— start Data lines —

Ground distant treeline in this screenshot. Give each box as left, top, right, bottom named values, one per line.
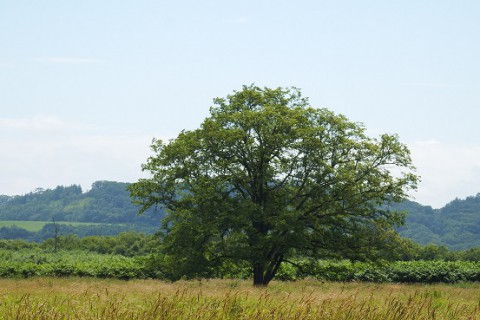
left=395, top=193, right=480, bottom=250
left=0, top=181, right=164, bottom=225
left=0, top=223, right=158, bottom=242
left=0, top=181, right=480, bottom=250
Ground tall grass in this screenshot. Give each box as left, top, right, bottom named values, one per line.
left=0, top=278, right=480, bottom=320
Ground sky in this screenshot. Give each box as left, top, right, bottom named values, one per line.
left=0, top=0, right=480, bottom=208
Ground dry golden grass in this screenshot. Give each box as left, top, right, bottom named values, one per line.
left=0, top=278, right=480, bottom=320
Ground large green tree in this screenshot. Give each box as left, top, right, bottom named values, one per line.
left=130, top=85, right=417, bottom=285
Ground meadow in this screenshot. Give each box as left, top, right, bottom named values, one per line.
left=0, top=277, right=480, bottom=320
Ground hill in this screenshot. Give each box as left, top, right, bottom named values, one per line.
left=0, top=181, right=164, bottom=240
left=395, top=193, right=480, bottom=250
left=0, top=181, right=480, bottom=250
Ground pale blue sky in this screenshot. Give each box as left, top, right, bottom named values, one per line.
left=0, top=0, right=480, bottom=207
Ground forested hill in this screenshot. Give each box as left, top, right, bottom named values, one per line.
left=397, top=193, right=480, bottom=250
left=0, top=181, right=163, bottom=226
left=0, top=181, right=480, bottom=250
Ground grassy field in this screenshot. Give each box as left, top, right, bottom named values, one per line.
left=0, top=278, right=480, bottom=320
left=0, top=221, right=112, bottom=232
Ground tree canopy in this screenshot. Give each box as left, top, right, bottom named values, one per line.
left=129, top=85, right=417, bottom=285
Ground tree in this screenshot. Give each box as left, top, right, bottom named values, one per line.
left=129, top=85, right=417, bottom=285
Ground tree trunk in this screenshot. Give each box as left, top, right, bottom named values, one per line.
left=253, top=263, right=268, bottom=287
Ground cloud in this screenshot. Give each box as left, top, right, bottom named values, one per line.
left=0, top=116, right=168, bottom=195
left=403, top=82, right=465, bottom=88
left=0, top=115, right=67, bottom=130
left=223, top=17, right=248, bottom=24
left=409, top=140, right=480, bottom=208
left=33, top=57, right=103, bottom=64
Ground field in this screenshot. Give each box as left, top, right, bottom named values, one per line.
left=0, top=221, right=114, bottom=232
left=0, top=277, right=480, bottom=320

— end Data lines —
— start Data lines —

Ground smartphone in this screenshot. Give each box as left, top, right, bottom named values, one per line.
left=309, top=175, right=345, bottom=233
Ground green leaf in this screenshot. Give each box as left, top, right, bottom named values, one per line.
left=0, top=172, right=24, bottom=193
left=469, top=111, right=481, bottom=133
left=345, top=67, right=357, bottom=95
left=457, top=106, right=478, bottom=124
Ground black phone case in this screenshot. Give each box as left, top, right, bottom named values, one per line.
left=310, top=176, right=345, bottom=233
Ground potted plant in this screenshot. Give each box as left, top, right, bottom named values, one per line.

— end Data lines —
— start Data lines —

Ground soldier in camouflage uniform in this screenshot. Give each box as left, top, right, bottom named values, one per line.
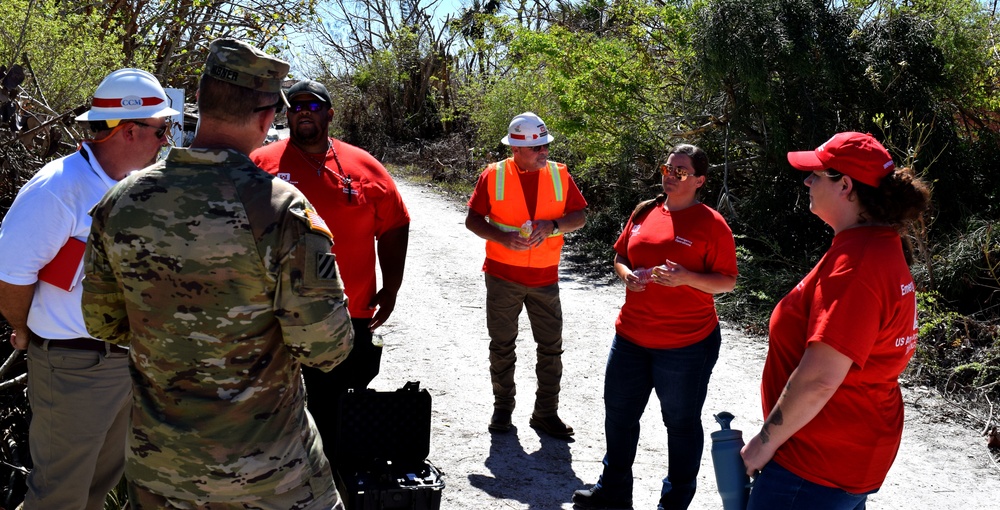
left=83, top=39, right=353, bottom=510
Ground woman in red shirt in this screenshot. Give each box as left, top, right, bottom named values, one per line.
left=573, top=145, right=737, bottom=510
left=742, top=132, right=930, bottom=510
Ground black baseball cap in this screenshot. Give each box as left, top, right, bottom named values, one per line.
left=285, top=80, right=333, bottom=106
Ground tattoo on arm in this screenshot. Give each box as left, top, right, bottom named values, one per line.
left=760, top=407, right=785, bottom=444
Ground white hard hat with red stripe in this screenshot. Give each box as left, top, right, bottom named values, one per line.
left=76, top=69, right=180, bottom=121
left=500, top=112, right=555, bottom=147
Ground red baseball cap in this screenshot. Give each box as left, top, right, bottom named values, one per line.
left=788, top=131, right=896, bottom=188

— end Data lines —

Requirements
Copy the lines above word for word, starting at the line containing "Ground green leaf" and ending at the line containing "left=345, top=67, right=357, bottom=95".

Output
Ground green leaf in this screenshot. Give each box as left, top, right, bottom named values, one per line.
left=0, top=172, right=24, bottom=193
left=469, top=111, right=481, bottom=133
left=345, top=67, right=357, bottom=95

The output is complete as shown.